_Directive_. Rescale the data from the line containing "Exercise. Identify every instance of the weathered" through the end of the data, writing out only those lines with the requests included and unchanged. Multiply every point coordinate in the answers by 0.85 and round to whole numbers, with halves rounded up.

>> start Dataset content

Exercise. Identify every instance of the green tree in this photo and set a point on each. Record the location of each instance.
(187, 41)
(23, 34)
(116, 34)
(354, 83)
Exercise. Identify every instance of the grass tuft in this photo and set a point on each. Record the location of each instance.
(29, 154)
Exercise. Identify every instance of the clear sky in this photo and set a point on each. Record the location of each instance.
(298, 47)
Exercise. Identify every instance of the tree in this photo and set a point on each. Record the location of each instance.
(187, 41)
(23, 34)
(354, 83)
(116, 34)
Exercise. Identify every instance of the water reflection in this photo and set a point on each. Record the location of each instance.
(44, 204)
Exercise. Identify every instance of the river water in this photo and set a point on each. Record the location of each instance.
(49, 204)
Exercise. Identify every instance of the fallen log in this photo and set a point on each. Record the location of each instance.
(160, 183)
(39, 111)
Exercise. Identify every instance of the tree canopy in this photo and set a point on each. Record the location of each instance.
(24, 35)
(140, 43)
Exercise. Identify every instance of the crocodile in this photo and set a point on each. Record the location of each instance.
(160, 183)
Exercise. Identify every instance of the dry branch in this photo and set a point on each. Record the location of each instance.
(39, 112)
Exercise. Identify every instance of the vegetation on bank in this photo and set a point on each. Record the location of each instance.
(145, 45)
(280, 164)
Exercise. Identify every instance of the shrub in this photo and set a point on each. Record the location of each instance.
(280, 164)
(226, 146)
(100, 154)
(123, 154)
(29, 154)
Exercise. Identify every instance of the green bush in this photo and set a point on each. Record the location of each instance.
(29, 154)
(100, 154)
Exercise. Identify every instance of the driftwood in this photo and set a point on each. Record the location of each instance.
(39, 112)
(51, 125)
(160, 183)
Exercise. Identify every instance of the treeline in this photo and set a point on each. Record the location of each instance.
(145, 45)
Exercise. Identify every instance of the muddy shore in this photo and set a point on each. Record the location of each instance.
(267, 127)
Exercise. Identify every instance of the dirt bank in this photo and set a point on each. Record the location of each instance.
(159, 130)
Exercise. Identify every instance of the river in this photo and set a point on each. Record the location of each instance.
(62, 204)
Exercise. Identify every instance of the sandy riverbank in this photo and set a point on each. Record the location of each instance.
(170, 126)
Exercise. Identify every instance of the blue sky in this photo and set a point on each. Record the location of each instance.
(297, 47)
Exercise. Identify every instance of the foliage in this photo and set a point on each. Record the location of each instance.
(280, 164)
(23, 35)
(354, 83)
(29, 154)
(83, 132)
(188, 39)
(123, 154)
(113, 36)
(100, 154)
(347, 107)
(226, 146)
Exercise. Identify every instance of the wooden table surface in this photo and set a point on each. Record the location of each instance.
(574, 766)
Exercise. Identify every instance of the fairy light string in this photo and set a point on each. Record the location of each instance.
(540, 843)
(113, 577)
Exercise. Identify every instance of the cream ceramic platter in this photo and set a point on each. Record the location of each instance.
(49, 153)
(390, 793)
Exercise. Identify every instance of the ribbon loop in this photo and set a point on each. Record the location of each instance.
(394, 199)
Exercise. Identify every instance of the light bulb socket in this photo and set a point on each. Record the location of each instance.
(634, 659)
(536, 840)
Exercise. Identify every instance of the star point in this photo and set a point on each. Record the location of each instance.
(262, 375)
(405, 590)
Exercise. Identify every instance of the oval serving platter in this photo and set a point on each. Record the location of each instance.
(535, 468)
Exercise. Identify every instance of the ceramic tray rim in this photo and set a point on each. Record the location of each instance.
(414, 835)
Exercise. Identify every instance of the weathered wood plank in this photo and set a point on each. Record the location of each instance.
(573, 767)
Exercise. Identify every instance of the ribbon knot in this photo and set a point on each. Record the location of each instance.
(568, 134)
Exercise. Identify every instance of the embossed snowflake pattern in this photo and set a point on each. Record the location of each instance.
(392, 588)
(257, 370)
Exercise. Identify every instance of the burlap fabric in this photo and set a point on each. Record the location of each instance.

>> end Dataset content

_Finished task_.
Exercise. Identify every instance of the weathered wood plank in this photo and set a point on each. Record the location of each instance.
(487, 652)
Exercise. Identify every instance of the ribbon knot in this photo and set a point on each. Record the location of each instance.
(483, 114)
Exercise. Identify every instance of the embossed snowflake pattern in this photo and set a point on each. Record the location of each instance.
(333, 500)
(218, 315)
Exercise. Identify every instance of the burlap fabric in this photo and set a point on each. Record the location of each instance.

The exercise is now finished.